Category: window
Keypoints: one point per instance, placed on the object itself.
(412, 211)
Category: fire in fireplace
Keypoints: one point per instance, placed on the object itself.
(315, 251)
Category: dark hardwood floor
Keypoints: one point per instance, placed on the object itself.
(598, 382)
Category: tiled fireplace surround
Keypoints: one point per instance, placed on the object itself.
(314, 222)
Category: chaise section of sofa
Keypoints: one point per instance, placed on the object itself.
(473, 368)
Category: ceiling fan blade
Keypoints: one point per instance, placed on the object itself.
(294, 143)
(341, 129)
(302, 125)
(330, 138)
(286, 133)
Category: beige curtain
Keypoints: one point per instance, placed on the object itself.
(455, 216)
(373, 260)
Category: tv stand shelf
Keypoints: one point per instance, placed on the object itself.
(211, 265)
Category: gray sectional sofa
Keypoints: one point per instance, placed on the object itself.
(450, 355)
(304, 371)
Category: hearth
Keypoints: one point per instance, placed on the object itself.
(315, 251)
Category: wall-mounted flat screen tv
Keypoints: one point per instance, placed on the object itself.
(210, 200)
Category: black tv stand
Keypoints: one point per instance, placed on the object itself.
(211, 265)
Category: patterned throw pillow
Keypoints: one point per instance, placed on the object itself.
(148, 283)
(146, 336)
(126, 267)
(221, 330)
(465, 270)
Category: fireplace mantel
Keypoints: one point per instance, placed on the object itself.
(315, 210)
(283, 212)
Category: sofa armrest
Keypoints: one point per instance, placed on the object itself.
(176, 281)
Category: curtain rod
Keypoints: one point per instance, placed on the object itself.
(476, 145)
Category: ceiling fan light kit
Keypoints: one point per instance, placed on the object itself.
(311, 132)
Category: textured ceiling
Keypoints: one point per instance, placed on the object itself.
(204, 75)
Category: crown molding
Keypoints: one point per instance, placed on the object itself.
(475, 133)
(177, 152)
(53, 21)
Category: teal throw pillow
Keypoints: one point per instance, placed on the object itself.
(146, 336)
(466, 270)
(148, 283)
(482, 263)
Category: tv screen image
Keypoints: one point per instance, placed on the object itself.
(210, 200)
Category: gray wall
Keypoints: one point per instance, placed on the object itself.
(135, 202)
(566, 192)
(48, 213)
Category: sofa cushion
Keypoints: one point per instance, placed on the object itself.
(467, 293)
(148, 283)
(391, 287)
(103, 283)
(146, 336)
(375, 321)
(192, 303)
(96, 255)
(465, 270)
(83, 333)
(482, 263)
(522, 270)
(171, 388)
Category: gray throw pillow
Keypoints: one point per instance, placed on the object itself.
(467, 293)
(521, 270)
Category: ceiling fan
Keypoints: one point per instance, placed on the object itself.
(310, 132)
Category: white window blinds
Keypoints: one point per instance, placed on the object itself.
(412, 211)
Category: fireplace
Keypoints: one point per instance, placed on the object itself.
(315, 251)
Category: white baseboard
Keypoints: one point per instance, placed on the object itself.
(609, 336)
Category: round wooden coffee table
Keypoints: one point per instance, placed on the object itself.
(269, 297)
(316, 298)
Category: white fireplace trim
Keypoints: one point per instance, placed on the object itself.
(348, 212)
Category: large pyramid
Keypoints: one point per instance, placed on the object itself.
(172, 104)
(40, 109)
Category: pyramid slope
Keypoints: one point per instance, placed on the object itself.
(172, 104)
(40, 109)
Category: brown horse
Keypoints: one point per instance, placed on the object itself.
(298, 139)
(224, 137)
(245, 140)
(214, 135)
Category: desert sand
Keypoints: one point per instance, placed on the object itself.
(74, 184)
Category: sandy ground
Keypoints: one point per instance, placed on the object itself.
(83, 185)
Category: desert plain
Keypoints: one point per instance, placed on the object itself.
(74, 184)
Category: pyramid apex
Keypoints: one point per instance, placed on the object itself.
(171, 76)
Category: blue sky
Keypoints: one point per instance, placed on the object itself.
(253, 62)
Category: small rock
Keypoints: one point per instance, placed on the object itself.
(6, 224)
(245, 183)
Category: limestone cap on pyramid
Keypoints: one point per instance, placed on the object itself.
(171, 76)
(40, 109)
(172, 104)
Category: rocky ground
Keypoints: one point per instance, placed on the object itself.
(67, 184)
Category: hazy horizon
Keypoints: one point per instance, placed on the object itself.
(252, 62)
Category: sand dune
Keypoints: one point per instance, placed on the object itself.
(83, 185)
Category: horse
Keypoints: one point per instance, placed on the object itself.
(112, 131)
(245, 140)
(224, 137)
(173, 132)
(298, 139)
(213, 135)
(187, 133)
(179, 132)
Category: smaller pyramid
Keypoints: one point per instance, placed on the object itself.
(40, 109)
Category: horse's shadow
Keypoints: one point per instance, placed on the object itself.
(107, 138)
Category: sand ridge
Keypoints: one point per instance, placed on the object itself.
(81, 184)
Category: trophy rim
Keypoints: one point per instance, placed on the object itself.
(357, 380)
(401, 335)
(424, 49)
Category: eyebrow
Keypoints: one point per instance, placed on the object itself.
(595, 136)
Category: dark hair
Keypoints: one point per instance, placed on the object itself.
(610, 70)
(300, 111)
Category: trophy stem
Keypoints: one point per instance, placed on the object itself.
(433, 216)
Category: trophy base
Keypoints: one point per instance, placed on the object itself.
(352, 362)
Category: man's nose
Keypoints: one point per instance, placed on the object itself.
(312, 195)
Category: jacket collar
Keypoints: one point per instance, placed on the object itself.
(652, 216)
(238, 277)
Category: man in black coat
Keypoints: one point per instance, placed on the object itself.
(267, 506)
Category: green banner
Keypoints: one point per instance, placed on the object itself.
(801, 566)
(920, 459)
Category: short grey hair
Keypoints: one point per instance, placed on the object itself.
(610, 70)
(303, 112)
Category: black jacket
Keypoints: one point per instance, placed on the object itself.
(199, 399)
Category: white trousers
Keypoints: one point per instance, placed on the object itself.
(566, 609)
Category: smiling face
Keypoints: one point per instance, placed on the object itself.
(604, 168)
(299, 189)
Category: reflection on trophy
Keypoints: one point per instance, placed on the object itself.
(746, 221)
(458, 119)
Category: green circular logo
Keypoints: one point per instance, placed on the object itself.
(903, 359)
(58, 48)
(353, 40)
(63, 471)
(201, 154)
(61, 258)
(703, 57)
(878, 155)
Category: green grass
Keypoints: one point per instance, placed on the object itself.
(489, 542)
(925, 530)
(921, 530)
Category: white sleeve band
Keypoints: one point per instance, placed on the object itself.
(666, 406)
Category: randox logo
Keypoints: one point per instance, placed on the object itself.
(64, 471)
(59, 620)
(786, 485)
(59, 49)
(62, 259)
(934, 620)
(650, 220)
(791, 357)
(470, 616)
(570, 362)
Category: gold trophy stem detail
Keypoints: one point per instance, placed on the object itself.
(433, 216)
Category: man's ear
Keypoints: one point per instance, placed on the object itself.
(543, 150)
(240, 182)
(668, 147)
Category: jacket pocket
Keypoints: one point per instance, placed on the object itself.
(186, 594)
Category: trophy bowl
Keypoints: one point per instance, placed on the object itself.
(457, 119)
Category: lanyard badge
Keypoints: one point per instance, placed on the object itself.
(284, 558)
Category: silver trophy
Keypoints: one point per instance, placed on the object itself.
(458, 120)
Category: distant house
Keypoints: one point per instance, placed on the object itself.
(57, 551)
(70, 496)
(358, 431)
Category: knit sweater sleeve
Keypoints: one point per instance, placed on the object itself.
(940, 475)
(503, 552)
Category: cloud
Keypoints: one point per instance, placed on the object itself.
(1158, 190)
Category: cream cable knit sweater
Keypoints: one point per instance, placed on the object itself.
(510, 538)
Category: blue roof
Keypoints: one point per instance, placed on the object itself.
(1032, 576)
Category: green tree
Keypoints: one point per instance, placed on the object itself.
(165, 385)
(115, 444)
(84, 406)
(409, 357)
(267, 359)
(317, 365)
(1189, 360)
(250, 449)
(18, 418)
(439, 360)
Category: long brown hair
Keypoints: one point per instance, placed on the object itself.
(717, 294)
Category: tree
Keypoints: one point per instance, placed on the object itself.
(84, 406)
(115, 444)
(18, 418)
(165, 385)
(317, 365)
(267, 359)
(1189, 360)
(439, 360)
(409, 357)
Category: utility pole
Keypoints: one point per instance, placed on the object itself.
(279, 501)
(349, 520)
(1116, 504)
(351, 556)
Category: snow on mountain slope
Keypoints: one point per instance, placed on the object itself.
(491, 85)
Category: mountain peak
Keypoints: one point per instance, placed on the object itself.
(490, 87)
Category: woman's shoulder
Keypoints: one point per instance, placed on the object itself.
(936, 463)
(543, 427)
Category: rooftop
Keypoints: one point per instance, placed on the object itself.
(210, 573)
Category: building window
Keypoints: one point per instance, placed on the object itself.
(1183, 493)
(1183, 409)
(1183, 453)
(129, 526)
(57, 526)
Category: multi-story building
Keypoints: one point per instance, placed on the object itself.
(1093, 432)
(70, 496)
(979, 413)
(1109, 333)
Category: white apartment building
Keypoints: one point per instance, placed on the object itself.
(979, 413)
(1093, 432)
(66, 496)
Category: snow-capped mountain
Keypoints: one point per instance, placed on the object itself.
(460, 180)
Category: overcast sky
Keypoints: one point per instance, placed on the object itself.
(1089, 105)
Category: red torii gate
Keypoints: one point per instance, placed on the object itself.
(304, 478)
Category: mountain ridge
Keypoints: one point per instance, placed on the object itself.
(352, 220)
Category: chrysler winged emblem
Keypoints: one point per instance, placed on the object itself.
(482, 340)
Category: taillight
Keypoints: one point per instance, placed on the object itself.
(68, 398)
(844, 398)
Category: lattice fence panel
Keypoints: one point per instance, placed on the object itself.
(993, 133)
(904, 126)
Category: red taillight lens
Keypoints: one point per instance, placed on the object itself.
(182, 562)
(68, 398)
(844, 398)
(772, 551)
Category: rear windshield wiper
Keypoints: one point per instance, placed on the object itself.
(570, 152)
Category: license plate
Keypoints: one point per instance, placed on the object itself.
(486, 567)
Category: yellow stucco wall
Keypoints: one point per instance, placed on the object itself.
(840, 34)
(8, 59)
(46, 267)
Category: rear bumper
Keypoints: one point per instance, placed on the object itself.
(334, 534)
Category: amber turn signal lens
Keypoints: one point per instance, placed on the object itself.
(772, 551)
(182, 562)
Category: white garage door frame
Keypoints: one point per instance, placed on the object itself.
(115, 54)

◇ ◇ ◇ ◇ ◇

**Required work**
Return exactly the lines from the one containing "Category: red taillight lens" to the last line of the data, and nothing more.

**Reply**
Category: red taillight lens
Keypoints: one point per instance, placed on the object itself.
(182, 562)
(68, 398)
(844, 398)
(772, 551)
Category: rear windshield wiper
Keypoints: one point per instance, placed on the object itself.
(570, 152)
Category: license plate
Keypoints: one point per instance, placed on the object itself.
(486, 567)
Category: yellow stucco wall
Keypoints: one point per instance, placed on the object itself.
(840, 34)
(8, 59)
(46, 267)
Category: rear bumper
Keypoints: one point per instance, placed on the object itself.
(334, 534)
Category: amber turn signal lens
Keypoints: one point per instance, placed on the object itself.
(772, 551)
(182, 562)
Category: white garage door frame
Keypoints: one point per instance, placed on the object itself.
(115, 54)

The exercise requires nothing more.